start Data to use

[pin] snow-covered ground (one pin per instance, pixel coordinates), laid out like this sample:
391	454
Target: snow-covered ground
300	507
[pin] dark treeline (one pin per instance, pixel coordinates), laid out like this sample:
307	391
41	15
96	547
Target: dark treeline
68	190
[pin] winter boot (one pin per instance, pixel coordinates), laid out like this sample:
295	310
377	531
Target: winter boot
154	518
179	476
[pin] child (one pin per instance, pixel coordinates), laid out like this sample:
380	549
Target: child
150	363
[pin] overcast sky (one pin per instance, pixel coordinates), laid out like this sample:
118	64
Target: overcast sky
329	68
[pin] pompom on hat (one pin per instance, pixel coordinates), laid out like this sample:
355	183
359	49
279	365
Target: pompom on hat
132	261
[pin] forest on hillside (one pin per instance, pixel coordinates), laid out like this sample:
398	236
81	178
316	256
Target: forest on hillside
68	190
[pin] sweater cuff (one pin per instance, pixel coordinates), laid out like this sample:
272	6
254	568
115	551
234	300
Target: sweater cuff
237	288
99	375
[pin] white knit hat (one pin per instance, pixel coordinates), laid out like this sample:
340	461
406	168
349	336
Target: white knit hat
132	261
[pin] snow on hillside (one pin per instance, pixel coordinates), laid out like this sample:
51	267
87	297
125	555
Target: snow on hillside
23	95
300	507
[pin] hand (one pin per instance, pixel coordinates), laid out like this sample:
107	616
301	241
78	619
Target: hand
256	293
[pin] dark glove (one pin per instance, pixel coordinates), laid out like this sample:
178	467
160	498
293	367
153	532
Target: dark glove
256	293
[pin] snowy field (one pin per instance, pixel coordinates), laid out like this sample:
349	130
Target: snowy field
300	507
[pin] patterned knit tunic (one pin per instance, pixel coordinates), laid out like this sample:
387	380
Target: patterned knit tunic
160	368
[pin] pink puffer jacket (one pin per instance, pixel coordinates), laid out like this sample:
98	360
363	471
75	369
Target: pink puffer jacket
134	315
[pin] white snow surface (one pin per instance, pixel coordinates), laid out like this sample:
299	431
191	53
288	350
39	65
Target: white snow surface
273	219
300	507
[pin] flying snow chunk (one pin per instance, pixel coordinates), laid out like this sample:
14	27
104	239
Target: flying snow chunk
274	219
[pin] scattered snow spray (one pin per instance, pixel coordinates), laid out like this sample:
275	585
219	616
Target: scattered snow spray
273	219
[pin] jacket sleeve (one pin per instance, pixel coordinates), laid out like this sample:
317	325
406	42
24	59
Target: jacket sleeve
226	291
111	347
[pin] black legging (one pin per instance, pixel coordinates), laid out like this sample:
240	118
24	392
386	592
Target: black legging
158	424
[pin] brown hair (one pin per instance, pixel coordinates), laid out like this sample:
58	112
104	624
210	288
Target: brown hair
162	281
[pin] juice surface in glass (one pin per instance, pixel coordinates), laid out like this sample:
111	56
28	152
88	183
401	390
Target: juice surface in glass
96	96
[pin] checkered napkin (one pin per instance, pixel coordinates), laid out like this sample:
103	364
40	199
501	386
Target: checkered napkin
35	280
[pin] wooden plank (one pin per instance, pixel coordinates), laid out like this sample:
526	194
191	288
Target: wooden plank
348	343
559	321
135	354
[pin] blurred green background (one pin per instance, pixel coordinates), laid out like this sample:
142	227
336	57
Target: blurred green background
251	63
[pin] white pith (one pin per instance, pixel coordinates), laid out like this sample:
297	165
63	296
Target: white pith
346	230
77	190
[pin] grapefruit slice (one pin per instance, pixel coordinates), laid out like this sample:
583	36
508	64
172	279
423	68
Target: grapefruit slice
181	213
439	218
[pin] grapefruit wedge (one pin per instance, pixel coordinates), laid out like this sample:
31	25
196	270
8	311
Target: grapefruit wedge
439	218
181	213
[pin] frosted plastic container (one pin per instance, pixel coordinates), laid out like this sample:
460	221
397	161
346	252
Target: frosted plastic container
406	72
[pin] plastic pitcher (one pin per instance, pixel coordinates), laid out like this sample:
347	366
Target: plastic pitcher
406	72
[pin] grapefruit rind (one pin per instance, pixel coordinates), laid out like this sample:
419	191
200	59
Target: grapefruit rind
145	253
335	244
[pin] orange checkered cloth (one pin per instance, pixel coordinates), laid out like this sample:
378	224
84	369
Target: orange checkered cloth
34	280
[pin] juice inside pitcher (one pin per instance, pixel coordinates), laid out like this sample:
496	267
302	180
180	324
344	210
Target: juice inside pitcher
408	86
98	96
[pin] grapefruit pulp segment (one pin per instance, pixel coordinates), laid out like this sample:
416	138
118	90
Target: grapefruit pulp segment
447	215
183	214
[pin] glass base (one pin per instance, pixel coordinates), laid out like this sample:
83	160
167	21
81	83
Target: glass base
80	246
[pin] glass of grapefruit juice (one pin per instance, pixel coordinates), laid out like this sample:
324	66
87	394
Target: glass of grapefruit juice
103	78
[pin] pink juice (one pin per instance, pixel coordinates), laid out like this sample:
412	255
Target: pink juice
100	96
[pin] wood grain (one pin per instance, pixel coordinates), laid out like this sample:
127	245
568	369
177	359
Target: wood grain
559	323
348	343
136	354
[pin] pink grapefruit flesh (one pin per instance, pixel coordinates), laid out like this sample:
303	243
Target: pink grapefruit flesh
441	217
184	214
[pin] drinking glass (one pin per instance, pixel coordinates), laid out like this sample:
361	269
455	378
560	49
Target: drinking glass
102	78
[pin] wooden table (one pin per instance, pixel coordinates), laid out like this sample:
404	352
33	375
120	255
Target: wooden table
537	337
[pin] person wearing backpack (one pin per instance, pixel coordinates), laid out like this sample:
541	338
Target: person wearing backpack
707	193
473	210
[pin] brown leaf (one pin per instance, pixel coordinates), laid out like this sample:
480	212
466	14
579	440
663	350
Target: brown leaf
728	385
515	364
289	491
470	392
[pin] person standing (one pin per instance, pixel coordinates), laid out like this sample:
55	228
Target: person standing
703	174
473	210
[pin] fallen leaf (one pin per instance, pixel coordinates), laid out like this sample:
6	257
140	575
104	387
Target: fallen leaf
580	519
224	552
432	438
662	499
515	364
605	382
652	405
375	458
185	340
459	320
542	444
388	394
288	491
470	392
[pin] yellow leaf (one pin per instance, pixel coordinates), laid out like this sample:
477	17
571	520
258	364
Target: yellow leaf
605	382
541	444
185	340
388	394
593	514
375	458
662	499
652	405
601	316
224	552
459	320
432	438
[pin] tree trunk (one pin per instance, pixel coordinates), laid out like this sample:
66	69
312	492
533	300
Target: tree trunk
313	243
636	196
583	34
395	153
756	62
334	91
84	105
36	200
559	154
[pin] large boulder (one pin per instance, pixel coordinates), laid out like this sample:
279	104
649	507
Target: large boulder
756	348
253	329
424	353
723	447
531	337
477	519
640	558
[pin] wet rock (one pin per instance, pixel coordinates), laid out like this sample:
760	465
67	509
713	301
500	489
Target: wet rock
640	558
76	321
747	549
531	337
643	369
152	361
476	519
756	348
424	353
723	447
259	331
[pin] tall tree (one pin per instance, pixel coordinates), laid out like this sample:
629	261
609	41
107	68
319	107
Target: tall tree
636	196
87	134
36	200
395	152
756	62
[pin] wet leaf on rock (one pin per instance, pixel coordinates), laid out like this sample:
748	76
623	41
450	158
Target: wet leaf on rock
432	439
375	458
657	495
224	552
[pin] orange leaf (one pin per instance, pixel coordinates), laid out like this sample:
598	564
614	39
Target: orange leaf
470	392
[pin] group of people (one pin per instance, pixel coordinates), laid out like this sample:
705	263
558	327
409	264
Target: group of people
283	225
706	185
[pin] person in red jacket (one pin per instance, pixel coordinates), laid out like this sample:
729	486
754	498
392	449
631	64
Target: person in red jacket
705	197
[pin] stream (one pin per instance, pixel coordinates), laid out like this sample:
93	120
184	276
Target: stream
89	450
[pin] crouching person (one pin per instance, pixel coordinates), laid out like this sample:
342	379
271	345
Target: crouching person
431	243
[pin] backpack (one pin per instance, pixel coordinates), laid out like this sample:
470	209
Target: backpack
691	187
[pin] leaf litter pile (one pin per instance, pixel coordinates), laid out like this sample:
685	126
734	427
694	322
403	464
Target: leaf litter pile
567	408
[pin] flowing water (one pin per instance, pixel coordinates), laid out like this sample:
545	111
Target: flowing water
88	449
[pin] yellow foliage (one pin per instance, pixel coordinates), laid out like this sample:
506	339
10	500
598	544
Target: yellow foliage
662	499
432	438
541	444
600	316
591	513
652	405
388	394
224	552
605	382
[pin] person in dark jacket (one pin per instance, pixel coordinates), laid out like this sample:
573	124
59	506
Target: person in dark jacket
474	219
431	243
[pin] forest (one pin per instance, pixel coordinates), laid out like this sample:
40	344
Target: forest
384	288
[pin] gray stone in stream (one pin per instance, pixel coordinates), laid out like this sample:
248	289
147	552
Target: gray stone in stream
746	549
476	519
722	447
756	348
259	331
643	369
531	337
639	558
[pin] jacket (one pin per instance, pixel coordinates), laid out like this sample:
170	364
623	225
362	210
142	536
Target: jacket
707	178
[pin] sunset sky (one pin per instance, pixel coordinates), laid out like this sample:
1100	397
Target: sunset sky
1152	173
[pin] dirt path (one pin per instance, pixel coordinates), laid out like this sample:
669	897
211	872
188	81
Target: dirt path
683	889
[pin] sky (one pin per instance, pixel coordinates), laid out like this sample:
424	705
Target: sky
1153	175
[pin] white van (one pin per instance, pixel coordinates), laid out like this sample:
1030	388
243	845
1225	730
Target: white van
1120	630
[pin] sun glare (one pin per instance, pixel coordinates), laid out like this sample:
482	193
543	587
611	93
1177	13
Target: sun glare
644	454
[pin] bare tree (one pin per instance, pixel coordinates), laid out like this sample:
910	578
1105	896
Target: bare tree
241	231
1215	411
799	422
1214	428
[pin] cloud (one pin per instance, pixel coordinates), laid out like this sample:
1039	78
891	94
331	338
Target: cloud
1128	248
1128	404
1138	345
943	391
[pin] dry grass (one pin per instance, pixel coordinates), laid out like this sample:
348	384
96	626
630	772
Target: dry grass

end Data to use

Goal ▸
Copy out the records word for word, beginning at the line that contains "[pin] sunset sky" and continuing through the final line of the records.

Reply to the task ▸
[pin] sunset sky (one pin per instance, pixel coordinates), laid out like this sample:
1100	397
Target: sunset sky
1152	173
[pin] dirt path (one pin per instance, pixel coordinates), laid out like this sample:
669	897
211	872
188	81
Target: dirt path
683	889
[pin] sky (one pin per instance, pixel coordinates), laid out like this sample:
424	705
Target: sky
1153	175
[pin] white van (one pin per instance, pixel coordinates), laid out like this sample:
1030	388
243	845
1225	730
Target: white van
1120	630
[pin] sun glare (one pin per instance, pixel coordinates), laid out like this sample:
482	193
543	587
611	93
1177	13
Target: sun glare
644	454
[pin] bare tree (one pin per instance, pixel coordinates), laid out like this sample:
910	578
1105	896
Target: bare tree
241	231
1215	411
799	422
1214	428
[pin] cloud (one pin per instance, pixel coordinates), laid out like this sample:
1039	78
891	94
331	338
Target: cloud
1128	248
1128	404
1138	345
943	391
[pin] dry grass (one pin per instance, pixel coordinates), laid out like this sample:
348	384
96	626
630	772
Target: dry grass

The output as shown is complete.